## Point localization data
------------------------------------------------------------

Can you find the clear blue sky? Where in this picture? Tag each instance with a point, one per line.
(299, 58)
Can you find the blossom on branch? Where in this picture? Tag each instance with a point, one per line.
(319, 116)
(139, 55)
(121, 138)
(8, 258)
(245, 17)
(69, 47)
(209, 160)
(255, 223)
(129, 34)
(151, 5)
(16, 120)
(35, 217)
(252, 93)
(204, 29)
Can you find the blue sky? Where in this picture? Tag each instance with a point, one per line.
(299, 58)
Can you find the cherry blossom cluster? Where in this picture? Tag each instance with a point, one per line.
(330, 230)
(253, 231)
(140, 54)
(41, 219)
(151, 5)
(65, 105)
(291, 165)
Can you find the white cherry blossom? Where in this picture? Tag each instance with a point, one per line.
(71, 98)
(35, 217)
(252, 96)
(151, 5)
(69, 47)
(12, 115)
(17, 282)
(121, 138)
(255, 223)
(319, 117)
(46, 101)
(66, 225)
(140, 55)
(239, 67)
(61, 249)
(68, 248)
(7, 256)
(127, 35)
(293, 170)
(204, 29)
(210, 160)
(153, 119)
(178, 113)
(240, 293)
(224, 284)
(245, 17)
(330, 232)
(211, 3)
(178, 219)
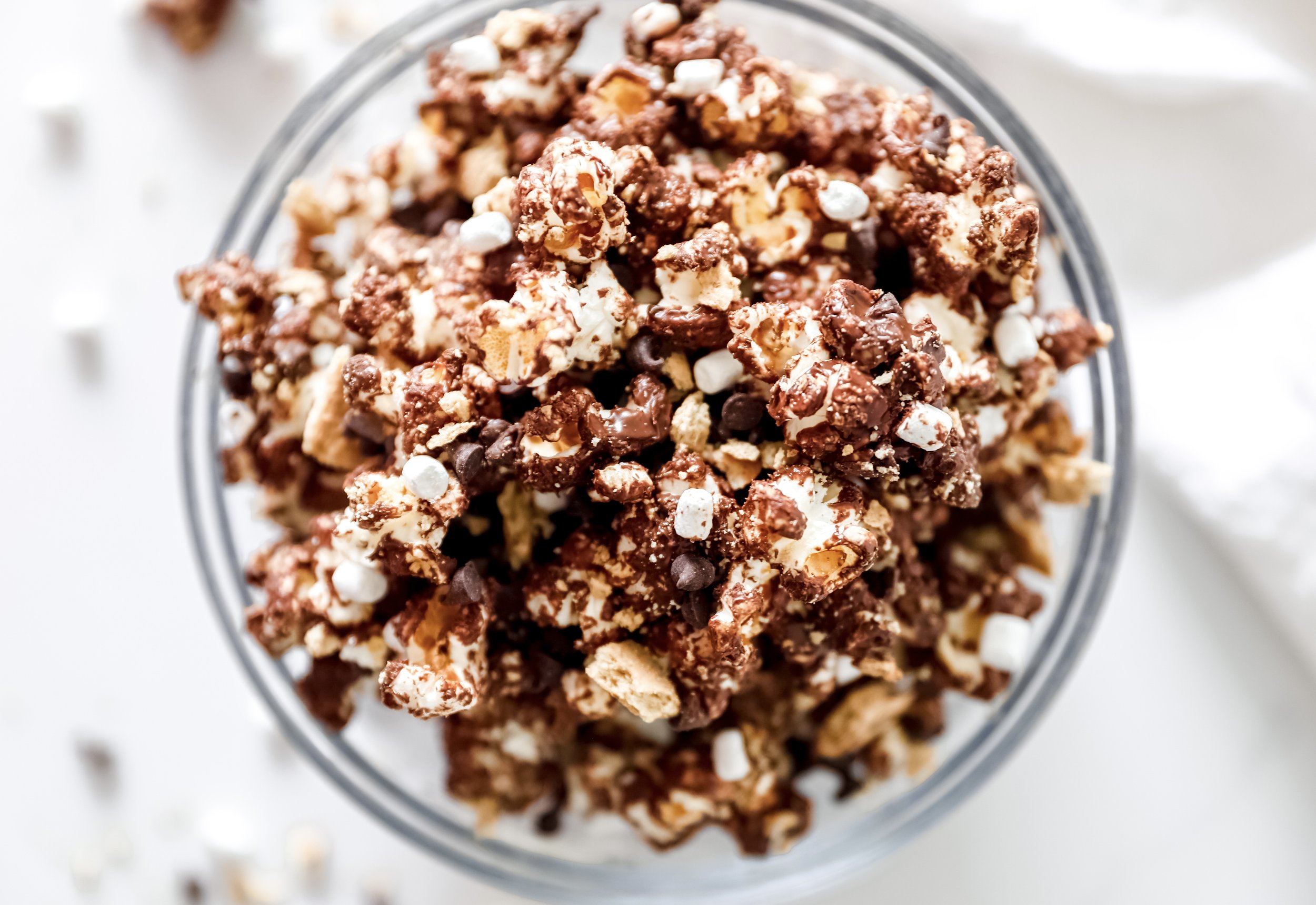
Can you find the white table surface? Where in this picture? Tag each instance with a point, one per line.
(1175, 766)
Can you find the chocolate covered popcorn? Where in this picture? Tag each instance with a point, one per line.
(665, 433)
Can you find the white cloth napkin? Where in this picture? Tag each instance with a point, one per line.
(1189, 131)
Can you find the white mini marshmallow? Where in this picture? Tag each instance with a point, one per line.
(695, 513)
(477, 56)
(731, 761)
(425, 476)
(57, 95)
(925, 426)
(1004, 642)
(79, 312)
(1016, 342)
(991, 424)
(486, 232)
(358, 583)
(551, 502)
(843, 202)
(236, 423)
(654, 20)
(695, 77)
(717, 371)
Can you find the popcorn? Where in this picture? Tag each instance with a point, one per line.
(695, 77)
(486, 232)
(1003, 644)
(925, 426)
(554, 411)
(695, 515)
(569, 204)
(717, 371)
(477, 56)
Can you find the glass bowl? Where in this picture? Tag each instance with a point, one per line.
(391, 763)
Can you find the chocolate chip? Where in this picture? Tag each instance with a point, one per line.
(693, 573)
(466, 587)
(493, 431)
(469, 462)
(938, 138)
(645, 353)
(741, 411)
(696, 610)
(366, 425)
(236, 375)
(503, 450)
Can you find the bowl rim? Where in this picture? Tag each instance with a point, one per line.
(378, 62)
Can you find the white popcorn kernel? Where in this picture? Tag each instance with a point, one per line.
(79, 312)
(695, 77)
(695, 513)
(551, 502)
(56, 95)
(1004, 642)
(486, 232)
(843, 202)
(358, 583)
(654, 20)
(236, 423)
(425, 476)
(731, 762)
(717, 371)
(991, 424)
(1016, 342)
(477, 56)
(925, 426)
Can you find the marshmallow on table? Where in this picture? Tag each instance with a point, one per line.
(717, 371)
(694, 515)
(1004, 642)
(358, 583)
(486, 232)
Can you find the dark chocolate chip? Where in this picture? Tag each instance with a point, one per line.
(503, 450)
(466, 587)
(693, 573)
(236, 375)
(696, 610)
(741, 411)
(938, 138)
(645, 353)
(494, 429)
(469, 462)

------------------------------------------------------------

## Assignment
Each entry above is to be given again exactly, and any image in it is to be dropped.

## Solution to this exercise
Can you find the clear blue sky? Where in this picture? Tag each instance with a point, one per line.
(299, 58)
Can you find the blossom on branch? Where in this picture? Tag each instance with a point, one per line.
(319, 116)
(139, 55)
(121, 138)
(8, 258)
(245, 17)
(69, 47)
(209, 160)
(255, 223)
(129, 34)
(151, 5)
(16, 120)
(35, 217)
(252, 93)
(204, 29)
Can you find the blue sky? Where in this picture? Tag each instance with a point, one per line.
(299, 58)
Can you find the cherry blossom cluster? Where in this picture? Tag each instance with a point, one per line.
(330, 230)
(253, 231)
(140, 54)
(41, 219)
(151, 5)
(65, 105)
(291, 165)
Can you find the white cherry blossom? Where in this picture? Tag each instance with a point, one per line.
(71, 98)
(35, 217)
(252, 96)
(151, 5)
(69, 47)
(12, 115)
(17, 282)
(121, 138)
(255, 223)
(319, 117)
(46, 101)
(66, 225)
(140, 55)
(239, 67)
(61, 249)
(68, 248)
(7, 256)
(127, 35)
(293, 170)
(204, 29)
(210, 160)
(153, 119)
(178, 113)
(240, 293)
(224, 284)
(245, 17)
(330, 232)
(211, 3)
(178, 219)
Can you find the white table surface? Where in this picture? Tag each instance with a point, one per line.
(1175, 766)
Can you find the chocolate covered popcorn? Where in this picture? Tag each instance with a point, one per line.
(665, 433)
Can you find the white cloth napkin? Where in this picture? Tag each instance with a point, one per line.
(1189, 131)
Can you find the white mini marshmallow? Where in this picture? Tag each instance with a point, one per line.
(695, 513)
(477, 56)
(731, 761)
(425, 476)
(57, 95)
(925, 426)
(1004, 642)
(79, 312)
(1016, 342)
(991, 424)
(486, 232)
(358, 583)
(551, 502)
(843, 202)
(236, 423)
(654, 20)
(695, 77)
(717, 371)
Can you find the popcorn? Where in this picture? Tag each instance with a point, one per line.
(695, 77)
(486, 232)
(1003, 644)
(925, 426)
(554, 411)
(695, 515)
(569, 204)
(717, 371)
(477, 56)
Can you find the glass bowl? Where in this picture? Tag each instance with a point, one per line.
(391, 763)
Can you find the chocolate chip? Where in this picture? Tag each instance with a point, one per line.
(693, 573)
(466, 587)
(493, 431)
(469, 462)
(938, 138)
(645, 353)
(741, 411)
(696, 610)
(366, 425)
(236, 375)
(503, 450)
Can you find the bowl rim? Where in this picture? Tag each instance with a point, one per line.
(378, 62)
Can you find the white popcorn kernel? Where in this picture? Tag each instance with a point, one per line.
(79, 312)
(695, 77)
(695, 513)
(551, 502)
(56, 95)
(1004, 642)
(486, 232)
(843, 202)
(358, 583)
(654, 20)
(236, 423)
(425, 476)
(731, 762)
(717, 371)
(991, 424)
(1016, 342)
(477, 56)
(925, 426)
Can you find the marshmallow on table? Where in this picture? Tag each instance with a point, one per line.
(717, 371)
(694, 515)
(1004, 642)
(358, 583)
(486, 232)
Can you find the dark chocolate chip? Where in this picture? Tag each instance with a point, one per line.
(503, 450)
(466, 587)
(693, 573)
(236, 375)
(696, 610)
(741, 411)
(938, 138)
(645, 353)
(494, 429)
(469, 462)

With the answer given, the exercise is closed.